-------- RAW DATA
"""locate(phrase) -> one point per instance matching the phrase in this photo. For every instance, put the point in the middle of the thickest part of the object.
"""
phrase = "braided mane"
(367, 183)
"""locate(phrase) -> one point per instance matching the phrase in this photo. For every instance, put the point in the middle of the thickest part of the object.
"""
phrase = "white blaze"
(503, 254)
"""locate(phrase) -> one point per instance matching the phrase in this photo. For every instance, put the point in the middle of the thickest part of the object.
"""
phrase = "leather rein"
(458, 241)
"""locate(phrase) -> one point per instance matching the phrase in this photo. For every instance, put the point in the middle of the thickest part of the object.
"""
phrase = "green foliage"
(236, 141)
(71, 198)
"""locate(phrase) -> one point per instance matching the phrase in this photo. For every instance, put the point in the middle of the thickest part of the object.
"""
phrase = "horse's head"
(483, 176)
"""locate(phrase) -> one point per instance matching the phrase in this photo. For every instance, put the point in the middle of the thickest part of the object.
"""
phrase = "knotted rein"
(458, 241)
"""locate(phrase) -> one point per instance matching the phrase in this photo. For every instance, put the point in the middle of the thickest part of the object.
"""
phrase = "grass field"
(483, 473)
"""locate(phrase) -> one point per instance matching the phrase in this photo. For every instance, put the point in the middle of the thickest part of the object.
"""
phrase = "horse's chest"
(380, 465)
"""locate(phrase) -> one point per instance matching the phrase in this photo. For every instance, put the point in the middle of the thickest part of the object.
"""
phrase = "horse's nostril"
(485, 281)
----------------
ACTION ITEM =>
Every line of the listing should be repeated exactly.

SOLUTION TO THIS EXERCISE =>
"""locate(phrase) -> one point per instance matching the phrase in this photo. For every instance, put the point in the middle of the thickest part of the object.
"""
phrase = "braided mane"
(367, 183)
"""locate(phrase) -> one point per instance matching the phrase in this photo. For every instance, put the point in the middle of the thickest part of the object.
"""
phrase = "white blaze"
(503, 254)
"""locate(phrase) -> one point per instance matching the phrase in this photo. For every instance, put the point in the middle of the thickest part of the object.
"""
phrase = "leather rein"
(458, 241)
"""locate(phrase) -> one point per instance matching the phrase in this photo. For every instance, put the point in the middle of the thickest part of the object.
"""
phrase = "green foliage"
(236, 141)
(71, 198)
"""locate(phrase) -> one point per instance matching the phrase in this photo. For every instance, put the point in the middle of the thickest part of the object.
"""
phrase = "horse's head"
(483, 176)
"""locate(phrase) -> one point per instance matching the phrase in this photo. For every instance, put the point in the middle of the thickest part of the object.
"""
phrase = "knotted rein"
(458, 241)
"""locate(phrase) -> one point per instance matching the phrase in this photo. For every instance, put the point in the middle of the thickest part of the object.
"""
phrase = "grass field"
(483, 473)
"""locate(phrase) -> one point per instance matching the phrase in this photo. For every instance, put the point in the middle of the thickest part of the object.
"""
phrase = "horse's chest"
(380, 465)
"""locate(phrase) -> one point per instance matching the phrase in this photo. For every instance, put the point in the middle of the thickest part of the object.
"""
phrase = "horse's nostril"
(485, 281)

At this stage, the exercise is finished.